---------- Texto extraído ----------
Hasta esta mañana, cuando me ha sonado el teléfono y una voz que se supone debo conocer y a la que todavía no logro recordar me ha dicho que lo encontraron hace unas semanas tirado en un parque. Lo habían cosido a navajazos unos yonquis. Para cuando llegaron los servicios de asistencia poco pudieron hacer, aparte de certificar su cadáver.

No sé por qué sus legañas me vinieron a la cabeza.

Pero el caso es que ahora recuerdo. La voz en el teléfono debía ser la de Susco. Han pasado cinco años de aquello y, aunque mi memoria nunca ha sido muy poderosa, apostaría a que la voz en el teléfono era la de aquel tipo.

La pregunta es: ¿quién diablos le daría mi número?

20/10/10

IN MEMORIAM FUGITAM (fragmento)

Por cada una de las veces que pensé en abrir mis venas
y no lo hice
por no encontrar motivos para culparte,
escribo este poema
ahora que ya no estás
que tu nombre lo silba el viento

12/10/10

ACHICANDO AGUA TODO EL TIEMPO

El problema no es que esté solo,
que quizá lo esté, sino que nunca,
por extrañas razones que desconozco
y que ni siquiera sé si me importaría
lo más mínimo conocer,
deja de sobrarme gente.

10/10/10

BISES

El otoño,
su afligida luz de mediodía,
el viento racheado que llega del oeste,
las nubes sucias que éste empuja
y finalmente el agua
moteando los cristales,
el capó de los coches aparcados ahí afuera,
ensuciando el pavimento
con su negra y marchita y ácida alfombra.
El otoño,
otra vez el otoño.
Ya no hay niños en las calles jugando.
Los perros orinan rápido en las esquinas
y los gatos huyen bajo los coches recién aparcados.
Otra vez el otoño.
Otra vez el puto maldito otoño
y su estela inacabable de noches frías y eternas
como el filo de una navaja oxidada
que perdió el brillo hace ya mucho,
muchos otoños.

6/10/10

BOLSAS DE PLÁSTICO

Se quejaba del viento.
El viento es una putada, decía.
Pasó el invierno en la 5ª Avenida rodeada de pijos
cargados con bolsas de Armani y Louis Vuitton
mientras
ella jugaba con otras bolsas,
de plástico,
creaba formas con ellas,
un milagro de vida en movimiento
sólo cuando el viento lo permitía.

Una tarde llegó él y se quedó mirando,
a ella,
a esas bolsas que no eran bolsas
sino geishas y bailarinas
pero sobre todo a ella.
Se quedó mirando y esperó, y aplaudió al final
justo cuando le proponía un café
en el puestecito que hacía esquina con la 59.
Se llamaba Mang y era indonesio.

Sólo más tarde le recitó sus versos, torpes estrofas
que él mismo vertía al castellano.
---------- Información extraída ----------
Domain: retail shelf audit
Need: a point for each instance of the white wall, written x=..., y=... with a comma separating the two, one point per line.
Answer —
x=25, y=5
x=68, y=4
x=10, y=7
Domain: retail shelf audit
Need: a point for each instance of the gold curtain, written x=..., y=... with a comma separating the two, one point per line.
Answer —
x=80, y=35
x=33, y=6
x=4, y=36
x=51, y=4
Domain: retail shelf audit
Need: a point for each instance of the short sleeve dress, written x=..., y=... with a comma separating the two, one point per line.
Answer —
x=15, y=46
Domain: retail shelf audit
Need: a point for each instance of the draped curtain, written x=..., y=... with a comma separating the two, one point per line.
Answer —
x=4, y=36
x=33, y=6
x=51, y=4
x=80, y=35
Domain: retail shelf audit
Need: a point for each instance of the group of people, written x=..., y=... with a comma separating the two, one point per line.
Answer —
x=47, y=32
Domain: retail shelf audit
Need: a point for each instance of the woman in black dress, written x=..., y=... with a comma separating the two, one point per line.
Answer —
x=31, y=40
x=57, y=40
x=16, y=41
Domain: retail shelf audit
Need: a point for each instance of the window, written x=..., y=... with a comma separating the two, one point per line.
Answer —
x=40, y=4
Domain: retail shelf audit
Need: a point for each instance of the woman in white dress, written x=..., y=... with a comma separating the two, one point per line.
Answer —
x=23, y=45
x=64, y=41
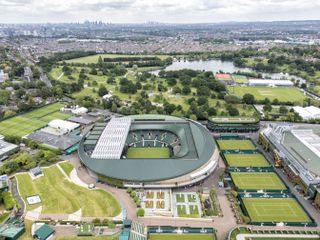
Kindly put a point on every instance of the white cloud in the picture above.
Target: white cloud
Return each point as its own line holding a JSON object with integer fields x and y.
{"x": 183, "y": 11}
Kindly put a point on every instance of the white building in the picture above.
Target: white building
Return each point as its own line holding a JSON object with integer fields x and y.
{"x": 308, "y": 113}
{"x": 79, "y": 110}
{"x": 62, "y": 125}
{"x": 270, "y": 83}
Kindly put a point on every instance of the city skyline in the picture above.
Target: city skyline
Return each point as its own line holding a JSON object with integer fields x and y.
{"x": 141, "y": 11}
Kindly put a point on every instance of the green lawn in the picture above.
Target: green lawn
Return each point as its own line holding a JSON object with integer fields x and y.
{"x": 236, "y": 145}
{"x": 246, "y": 160}
{"x": 284, "y": 238}
{"x": 94, "y": 58}
{"x": 257, "y": 181}
{"x": 58, "y": 195}
{"x": 67, "y": 167}
{"x": 29, "y": 122}
{"x": 275, "y": 210}
{"x": 115, "y": 237}
{"x": 148, "y": 153}
{"x": 281, "y": 93}
{"x": 155, "y": 236}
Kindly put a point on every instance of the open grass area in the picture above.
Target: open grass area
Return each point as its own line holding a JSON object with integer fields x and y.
{"x": 148, "y": 153}
{"x": 236, "y": 145}
{"x": 67, "y": 167}
{"x": 246, "y": 160}
{"x": 283, "y": 94}
{"x": 275, "y": 210}
{"x": 94, "y": 58}
{"x": 281, "y": 238}
{"x": 257, "y": 181}
{"x": 58, "y": 195}
{"x": 181, "y": 237}
{"x": 27, "y": 123}
{"x": 114, "y": 237}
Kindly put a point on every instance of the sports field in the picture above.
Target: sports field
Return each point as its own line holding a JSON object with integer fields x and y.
{"x": 257, "y": 181}
{"x": 27, "y": 123}
{"x": 275, "y": 210}
{"x": 148, "y": 153}
{"x": 236, "y": 145}
{"x": 155, "y": 236}
{"x": 283, "y": 94}
{"x": 246, "y": 160}
{"x": 60, "y": 196}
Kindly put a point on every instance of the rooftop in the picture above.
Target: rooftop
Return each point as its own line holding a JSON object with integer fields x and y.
{"x": 304, "y": 145}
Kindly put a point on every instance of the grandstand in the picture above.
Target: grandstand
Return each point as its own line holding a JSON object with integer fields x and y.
{"x": 129, "y": 149}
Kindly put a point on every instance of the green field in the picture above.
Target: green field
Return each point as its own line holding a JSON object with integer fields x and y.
{"x": 94, "y": 58}
{"x": 236, "y": 145}
{"x": 281, "y": 238}
{"x": 257, "y": 181}
{"x": 60, "y": 196}
{"x": 148, "y": 153}
{"x": 282, "y": 94}
{"x": 155, "y": 236}
{"x": 27, "y": 123}
{"x": 246, "y": 160}
{"x": 275, "y": 210}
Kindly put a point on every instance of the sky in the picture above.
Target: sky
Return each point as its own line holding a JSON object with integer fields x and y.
{"x": 166, "y": 11}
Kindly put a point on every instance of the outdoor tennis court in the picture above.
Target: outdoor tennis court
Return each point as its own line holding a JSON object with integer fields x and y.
{"x": 257, "y": 181}
{"x": 29, "y": 122}
{"x": 275, "y": 210}
{"x": 236, "y": 145}
{"x": 246, "y": 160}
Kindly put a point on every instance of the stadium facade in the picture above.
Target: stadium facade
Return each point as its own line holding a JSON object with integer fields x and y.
{"x": 296, "y": 148}
{"x": 152, "y": 151}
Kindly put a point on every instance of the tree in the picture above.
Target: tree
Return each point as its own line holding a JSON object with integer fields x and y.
{"x": 267, "y": 107}
{"x": 102, "y": 91}
{"x": 140, "y": 212}
{"x": 186, "y": 90}
{"x": 283, "y": 110}
{"x": 248, "y": 98}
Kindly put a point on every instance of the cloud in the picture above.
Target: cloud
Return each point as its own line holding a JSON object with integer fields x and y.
{"x": 157, "y": 10}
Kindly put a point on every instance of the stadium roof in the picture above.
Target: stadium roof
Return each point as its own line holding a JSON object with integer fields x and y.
{"x": 304, "y": 145}
{"x": 112, "y": 140}
{"x": 198, "y": 150}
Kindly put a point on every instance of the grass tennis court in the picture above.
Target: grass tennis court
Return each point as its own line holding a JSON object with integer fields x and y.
{"x": 60, "y": 196}
{"x": 275, "y": 210}
{"x": 246, "y": 160}
{"x": 29, "y": 122}
{"x": 257, "y": 181}
{"x": 156, "y": 236}
{"x": 283, "y": 94}
{"x": 148, "y": 153}
{"x": 236, "y": 145}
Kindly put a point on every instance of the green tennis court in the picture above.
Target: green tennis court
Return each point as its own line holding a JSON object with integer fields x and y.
{"x": 257, "y": 181}
{"x": 246, "y": 160}
{"x": 275, "y": 210}
{"x": 29, "y": 122}
{"x": 148, "y": 153}
{"x": 236, "y": 145}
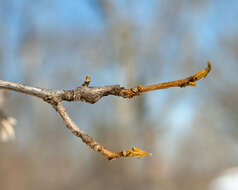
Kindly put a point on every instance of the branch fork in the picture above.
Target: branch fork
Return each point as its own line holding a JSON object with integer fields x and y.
{"x": 92, "y": 95}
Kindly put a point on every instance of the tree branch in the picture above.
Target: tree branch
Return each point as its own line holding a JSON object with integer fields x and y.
{"x": 92, "y": 95}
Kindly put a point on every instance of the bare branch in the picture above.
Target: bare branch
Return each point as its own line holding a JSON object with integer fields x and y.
{"x": 92, "y": 95}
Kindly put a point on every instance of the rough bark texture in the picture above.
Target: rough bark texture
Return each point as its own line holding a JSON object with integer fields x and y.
{"x": 92, "y": 95}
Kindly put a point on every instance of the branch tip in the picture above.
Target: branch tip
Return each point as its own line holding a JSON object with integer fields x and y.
{"x": 136, "y": 152}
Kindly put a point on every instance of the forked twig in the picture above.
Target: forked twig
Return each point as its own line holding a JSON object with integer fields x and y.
{"x": 92, "y": 95}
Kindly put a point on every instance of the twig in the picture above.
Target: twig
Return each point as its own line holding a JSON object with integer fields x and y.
{"x": 92, "y": 95}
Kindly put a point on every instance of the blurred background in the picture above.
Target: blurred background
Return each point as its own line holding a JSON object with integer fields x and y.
{"x": 191, "y": 132}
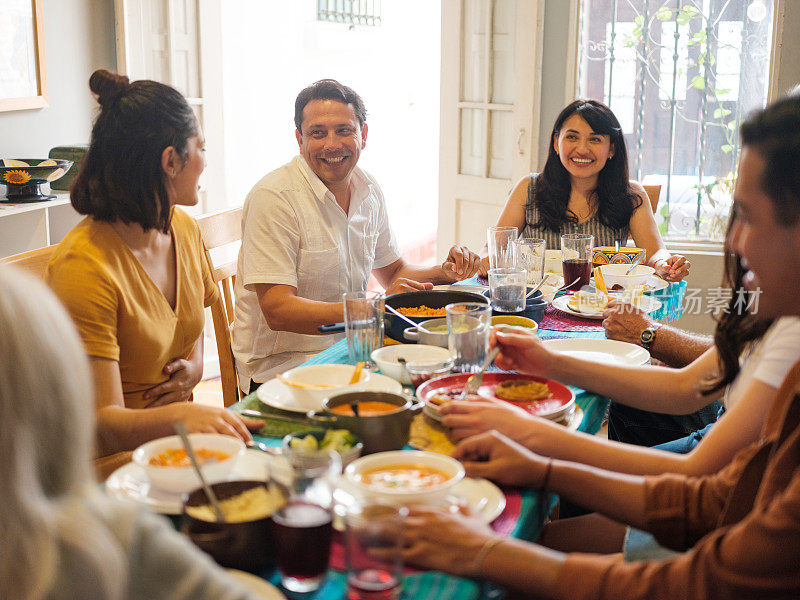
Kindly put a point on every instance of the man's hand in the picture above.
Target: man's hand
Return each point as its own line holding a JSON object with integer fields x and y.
{"x": 401, "y": 284}
{"x": 625, "y": 322}
{"x": 461, "y": 263}
{"x": 673, "y": 269}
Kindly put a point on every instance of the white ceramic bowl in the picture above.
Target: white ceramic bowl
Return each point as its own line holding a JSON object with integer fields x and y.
{"x": 429, "y": 495}
{"x": 311, "y": 384}
{"x": 615, "y": 275}
{"x": 386, "y": 358}
{"x": 184, "y": 479}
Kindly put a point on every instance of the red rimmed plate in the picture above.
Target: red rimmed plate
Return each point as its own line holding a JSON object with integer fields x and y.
{"x": 559, "y": 403}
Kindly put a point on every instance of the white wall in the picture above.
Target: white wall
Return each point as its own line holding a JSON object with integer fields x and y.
{"x": 79, "y": 38}
{"x": 279, "y": 48}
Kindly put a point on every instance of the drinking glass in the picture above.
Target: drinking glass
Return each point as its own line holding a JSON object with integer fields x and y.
{"x": 501, "y": 253}
{"x": 529, "y": 254}
{"x": 363, "y": 322}
{"x": 508, "y": 287}
{"x": 369, "y": 527}
{"x": 468, "y": 326}
{"x": 576, "y": 258}
{"x": 303, "y": 529}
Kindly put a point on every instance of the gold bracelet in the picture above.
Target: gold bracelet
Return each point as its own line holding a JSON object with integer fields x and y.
{"x": 483, "y": 552}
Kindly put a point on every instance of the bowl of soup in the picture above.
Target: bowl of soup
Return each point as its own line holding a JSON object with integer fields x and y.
{"x": 169, "y": 468}
{"x": 383, "y": 420}
{"x": 405, "y": 476}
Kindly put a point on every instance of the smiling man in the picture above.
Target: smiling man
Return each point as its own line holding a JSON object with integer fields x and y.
{"x": 313, "y": 229}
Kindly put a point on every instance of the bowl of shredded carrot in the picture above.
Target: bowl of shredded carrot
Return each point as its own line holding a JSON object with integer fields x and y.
{"x": 169, "y": 468}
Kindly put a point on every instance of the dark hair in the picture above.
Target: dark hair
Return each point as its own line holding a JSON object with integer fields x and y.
{"x": 737, "y": 327}
{"x": 328, "y": 89}
{"x": 775, "y": 133}
{"x": 616, "y": 200}
{"x": 121, "y": 178}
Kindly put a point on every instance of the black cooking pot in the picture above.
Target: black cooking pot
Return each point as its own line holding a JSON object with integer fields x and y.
{"x": 394, "y": 325}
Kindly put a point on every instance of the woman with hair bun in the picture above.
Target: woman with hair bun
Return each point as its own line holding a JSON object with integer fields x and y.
{"x": 132, "y": 274}
{"x": 585, "y": 188}
{"x": 63, "y": 538}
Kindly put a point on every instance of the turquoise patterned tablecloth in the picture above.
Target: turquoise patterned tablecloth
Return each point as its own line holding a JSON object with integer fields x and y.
{"x": 438, "y": 586}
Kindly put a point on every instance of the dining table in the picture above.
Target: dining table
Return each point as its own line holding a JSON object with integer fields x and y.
{"x": 525, "y": 510}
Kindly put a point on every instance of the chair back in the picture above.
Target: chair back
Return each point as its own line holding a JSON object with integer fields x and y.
{"x": 220, "y": 229}
{"x": 653, "y": 194}
{"x": 34, "y": 261}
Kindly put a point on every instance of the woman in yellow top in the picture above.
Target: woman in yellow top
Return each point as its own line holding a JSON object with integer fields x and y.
{"x": 132, "y": 274}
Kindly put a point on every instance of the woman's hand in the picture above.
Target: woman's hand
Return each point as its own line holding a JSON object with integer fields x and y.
{"x": 494, "y": 456}
{"x": 521, "y": 351}
{"x": 673, "y": 269}
{"x": 461, "y": 263}
{"x": 444, "y": 541}
{"x": 466, "y": 419}
{"x": 183, "y": 376}
{"x": 198, "y": 418}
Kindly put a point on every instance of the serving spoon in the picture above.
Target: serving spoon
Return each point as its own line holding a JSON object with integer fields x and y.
{"x": 181, "y": 431}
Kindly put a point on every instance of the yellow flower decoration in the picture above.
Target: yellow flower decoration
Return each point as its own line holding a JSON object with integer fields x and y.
{"x": 17, "y": 177}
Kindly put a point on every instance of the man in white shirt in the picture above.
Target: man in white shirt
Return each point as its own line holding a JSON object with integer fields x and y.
{"x": 312, "y": 230}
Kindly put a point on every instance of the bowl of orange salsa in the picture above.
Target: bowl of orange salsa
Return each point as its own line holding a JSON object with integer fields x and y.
{"x": 168, "y": 467}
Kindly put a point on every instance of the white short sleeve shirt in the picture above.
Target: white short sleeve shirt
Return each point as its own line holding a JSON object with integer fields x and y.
{"x": 294, "y": 233}
{"x": 769, "y": 360}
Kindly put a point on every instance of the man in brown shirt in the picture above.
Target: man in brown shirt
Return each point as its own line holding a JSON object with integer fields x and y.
{"x": 742, "y": 523}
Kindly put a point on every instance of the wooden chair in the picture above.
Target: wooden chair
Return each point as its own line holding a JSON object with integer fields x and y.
{"x": 34, "y": 261}
{"x": 653, "y": 194}
{"x": 219, "y": 229}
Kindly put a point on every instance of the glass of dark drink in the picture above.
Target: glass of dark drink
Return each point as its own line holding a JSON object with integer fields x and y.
{"x": 576, "y": 259}
{"x": 303, "y": 528}
{"x": 373, "y": 543}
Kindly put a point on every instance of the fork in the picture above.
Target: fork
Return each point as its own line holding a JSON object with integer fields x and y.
{"x": 474, "y": 381}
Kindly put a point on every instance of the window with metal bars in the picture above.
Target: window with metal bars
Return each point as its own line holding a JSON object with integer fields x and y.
{"x": 680, "y": 75}
{"x": 352, "y": 12}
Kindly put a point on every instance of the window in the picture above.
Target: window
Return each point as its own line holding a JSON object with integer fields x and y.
{"x": 680, "y": 75}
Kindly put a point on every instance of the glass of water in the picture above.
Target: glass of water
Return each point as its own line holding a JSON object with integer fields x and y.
{"x": 529, "y": 254}
{"x": 363, "y": 322}
{"x": 508, "y": 288}
{"x": 468, "y": 325}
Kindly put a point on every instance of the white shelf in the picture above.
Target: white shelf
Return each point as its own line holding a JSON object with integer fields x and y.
{"x": 33, "y": 225}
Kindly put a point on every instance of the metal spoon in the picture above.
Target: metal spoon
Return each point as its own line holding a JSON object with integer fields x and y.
{"x": 181, "y": 431}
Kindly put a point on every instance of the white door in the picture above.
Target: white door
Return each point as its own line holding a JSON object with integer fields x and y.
{"x": 491, "y": 75}
{"x": 177, "y": 42}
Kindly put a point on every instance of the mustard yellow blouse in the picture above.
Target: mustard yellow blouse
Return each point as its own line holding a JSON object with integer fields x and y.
{"x": 118, "y": 310}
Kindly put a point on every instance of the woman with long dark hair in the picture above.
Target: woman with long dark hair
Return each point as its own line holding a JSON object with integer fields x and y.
{"x": 132, "y": 274}
{"x": 585, "y": 188}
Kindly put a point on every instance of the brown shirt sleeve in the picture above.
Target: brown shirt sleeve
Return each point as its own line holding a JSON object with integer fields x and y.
{"x": 757, "y": 557}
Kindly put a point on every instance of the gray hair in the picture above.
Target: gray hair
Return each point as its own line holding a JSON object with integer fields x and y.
{"x": 46, "y": 445}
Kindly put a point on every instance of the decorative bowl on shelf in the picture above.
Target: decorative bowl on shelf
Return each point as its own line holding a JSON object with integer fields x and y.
{"x": 24, "y": 176}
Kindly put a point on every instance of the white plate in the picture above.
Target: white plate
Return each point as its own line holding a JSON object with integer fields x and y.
{"x": 481, "y": 495}
{"x": 260, "y": 588}
{"x": 130, "y": 482}
{"x": 275, "y": 394}
{"x": 647, "y": 304}
{"x": 608, "y": 352}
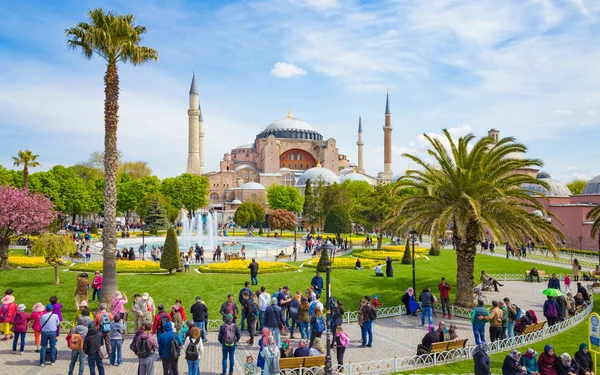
----------
Tareas pendientes:
(A) Reproduce, por favor, el fragmento del texto extraído que empieza con las palabras que contienen "No sé por qué" y termina con "daría mi número?".
(B) Indica si cada afirmación coincide con el texto extraído y responde sí o no, citando literalmente las palabras que lo deciden: (i) Mang era indonesio; (ii) quien narra afirma que su memoria siempre ha sido muy poderosa; (iii) en el poema "Bises", el viento racheado llega del este.

Resultados por tarea:
(A)
No sé por qué sus legañas me vinieron a la cabeza.

Pero el caso es que ahora recuerdo. La voz en el teléfono debía ser la de Susco. Han pasado cinco años de aquello y, aunque mi memoria nunca ha sido muy poderosa, apostaría a que la voz en el teléfono era la de aquel tipo.

La pregunta es: ¿quién diablos le daría mi número?

(B)
(i) Sí: "Se llamaba Mang y era indonesio."
(ii) No: "aunque mi memoria nunca ha sido muy poderosa"
(iii) No: "el viento racheado que llega del oeste"